* Excerpted text *
--------

Purpose of the Study:

  • To investigate the performance of the MOSkin™ MOSFET detector for high-resolution surface and near-surface dosimetry on a transverse MR-linac (Elekta Unity).
  • To compare MOSkin™ measurements with simulations (Geant4, Monaco TPS) and EBT-3 film dosimetry.

Main Methods:

  • Measurements of surface and near-surface percentage depth doses using the MOSkin™ detector across various field sizes.
  • Comparison of MOSkin™ data with Geant4 Monte Carlo simulations, Monaco treatment planning system (TPS) calculations, and EBT-3 film measurements.
  • Analysis of dose discrepancies at beam entry and exit surfaces, including the electron return effect.

Main Results:

  • MOSkin™ measured entry surface doses ranged from 9.9% to 13.4% relative to Dmax across field sizes from 1x1 cm² to 22x22 cm².

--------

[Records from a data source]
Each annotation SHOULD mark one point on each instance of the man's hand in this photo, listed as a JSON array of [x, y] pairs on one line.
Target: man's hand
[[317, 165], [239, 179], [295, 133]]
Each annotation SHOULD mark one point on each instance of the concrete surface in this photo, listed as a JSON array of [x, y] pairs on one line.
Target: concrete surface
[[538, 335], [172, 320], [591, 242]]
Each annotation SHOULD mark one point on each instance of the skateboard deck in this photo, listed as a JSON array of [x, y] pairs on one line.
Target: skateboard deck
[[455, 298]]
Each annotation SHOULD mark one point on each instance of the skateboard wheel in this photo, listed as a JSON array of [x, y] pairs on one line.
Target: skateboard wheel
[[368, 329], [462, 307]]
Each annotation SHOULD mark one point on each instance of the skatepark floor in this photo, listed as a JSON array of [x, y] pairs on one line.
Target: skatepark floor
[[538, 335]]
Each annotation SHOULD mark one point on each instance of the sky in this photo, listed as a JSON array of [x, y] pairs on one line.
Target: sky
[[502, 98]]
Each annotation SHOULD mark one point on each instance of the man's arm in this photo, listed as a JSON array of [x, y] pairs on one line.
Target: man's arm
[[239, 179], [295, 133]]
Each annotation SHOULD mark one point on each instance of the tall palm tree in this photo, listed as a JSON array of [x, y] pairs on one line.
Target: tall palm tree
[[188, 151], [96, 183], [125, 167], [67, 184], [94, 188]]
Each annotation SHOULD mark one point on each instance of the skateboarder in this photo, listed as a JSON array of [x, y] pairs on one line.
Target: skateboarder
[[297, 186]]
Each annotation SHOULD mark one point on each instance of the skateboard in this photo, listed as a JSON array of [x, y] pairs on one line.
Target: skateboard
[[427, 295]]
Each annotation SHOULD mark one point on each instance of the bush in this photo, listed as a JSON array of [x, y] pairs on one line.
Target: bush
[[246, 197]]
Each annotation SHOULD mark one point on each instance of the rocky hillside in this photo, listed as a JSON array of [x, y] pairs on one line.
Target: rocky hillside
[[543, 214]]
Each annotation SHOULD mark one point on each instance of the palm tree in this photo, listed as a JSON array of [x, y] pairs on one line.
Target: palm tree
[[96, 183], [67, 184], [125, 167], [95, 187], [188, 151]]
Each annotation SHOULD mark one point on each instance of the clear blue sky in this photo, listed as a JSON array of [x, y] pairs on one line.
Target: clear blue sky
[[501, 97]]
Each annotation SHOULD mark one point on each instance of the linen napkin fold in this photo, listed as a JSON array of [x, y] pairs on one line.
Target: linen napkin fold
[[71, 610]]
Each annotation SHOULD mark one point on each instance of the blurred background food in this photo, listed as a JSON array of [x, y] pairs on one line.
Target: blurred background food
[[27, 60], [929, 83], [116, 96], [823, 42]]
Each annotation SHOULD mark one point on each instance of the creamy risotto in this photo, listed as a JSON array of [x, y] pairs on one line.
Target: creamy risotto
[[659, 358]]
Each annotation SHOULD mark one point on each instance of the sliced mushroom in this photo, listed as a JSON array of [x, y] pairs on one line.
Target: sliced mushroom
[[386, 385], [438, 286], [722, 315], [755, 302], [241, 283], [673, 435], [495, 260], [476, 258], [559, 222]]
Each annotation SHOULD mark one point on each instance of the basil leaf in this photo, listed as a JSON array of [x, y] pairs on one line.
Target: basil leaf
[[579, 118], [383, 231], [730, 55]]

--------

* Work instruction 1 *
Reproduce the MOSkin study summary verbatim from "Purpose of the" to "EBT-3 film dosimetry.".
* Work instruction 2 *
Condense the MOSkin study summary into two sentences.
The data bear no relation to the MOSkin study summary.

* Task response 1 *
Purpose of the Study:

  • To investigate the performance of the MOSkin™ MOSFET detector for high-resolution surface and near-surface dosimetry on a transverse MR-linac (Elekta Unity).
  • To compare MOSkin™ measurements with simulations (Geant4, Monaco TPS) and EBT-3 film dosimetry.

* Task response 2 *
The study investigated the MOSkin™ MOSFET detector for high-resolution surface and near-surface dosimetry on a transverse MR-linac (Elekta Unity), measuring surface and near-surface percentage depth doses across various field sizes and comparing them with Geant4 Monte Carlo simulations, Monaco TPS calculations, and EBT-3 film measurements. It also analyzed dose discrepancies at beam entry and exit surfaces, including the electron return effect, and found MOSkin™ entry surface doses of 9.9% to 13.4% relative to Dmax for field sizes from 1x1 cm² to 22x22 cm².